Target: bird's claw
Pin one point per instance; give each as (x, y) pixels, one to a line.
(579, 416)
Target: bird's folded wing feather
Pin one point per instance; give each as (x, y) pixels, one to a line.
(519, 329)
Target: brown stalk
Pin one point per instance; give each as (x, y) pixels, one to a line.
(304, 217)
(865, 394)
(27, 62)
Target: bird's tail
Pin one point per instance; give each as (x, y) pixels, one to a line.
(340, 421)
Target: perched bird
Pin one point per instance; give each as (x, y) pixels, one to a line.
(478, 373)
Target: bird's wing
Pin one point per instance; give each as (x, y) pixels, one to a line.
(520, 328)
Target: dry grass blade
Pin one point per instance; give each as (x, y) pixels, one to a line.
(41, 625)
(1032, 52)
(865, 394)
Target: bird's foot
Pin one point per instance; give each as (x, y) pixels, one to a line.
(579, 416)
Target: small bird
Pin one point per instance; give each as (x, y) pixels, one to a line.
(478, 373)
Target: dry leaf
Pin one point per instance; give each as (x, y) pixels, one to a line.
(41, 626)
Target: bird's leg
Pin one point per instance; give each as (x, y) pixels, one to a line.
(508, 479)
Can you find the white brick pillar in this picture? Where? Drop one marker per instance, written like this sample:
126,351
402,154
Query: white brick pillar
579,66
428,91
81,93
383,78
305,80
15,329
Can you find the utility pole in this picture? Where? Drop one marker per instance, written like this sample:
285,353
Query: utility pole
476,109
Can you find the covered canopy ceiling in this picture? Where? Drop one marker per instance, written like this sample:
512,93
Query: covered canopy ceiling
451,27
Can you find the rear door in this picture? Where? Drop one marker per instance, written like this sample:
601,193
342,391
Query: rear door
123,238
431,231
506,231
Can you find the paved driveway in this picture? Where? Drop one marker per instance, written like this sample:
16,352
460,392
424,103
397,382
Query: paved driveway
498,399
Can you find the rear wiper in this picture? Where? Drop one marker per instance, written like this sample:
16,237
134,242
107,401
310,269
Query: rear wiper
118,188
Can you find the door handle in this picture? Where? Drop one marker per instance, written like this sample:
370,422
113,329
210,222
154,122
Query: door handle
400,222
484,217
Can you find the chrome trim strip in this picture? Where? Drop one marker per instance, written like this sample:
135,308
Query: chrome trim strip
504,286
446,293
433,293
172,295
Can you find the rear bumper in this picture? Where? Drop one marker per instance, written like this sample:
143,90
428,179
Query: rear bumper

====================

## Problem statement
From the line holding "Query: paved driveway" to the end of the listing, copy every line exactly, both ends included, and add nothing.

## Task result
Query: paved driveway
498,399
Can you find the rear wiper in this picture? Where? Drop one marker per instance, written like this sample:
16,237
134,242
107,401
310,269
Query: rear wiper
118,188
Can you find the door handle in this picture? Where? Drop one marker per instance, written like this sample:
370,422
113,329
210,222
154,122
Query: door handle
400,222
484,217
Can you find the chrome trim strip in this picture? Where? Drop one marker per instance, written like this sample:
135,308
Query: chrome trim strip
504,286
446,293
433,293
172,295
Can you find the rear bumper in this picture? Where? Drop one marker per instance, written like this sample:
143,90
428,179
Query: rear bumper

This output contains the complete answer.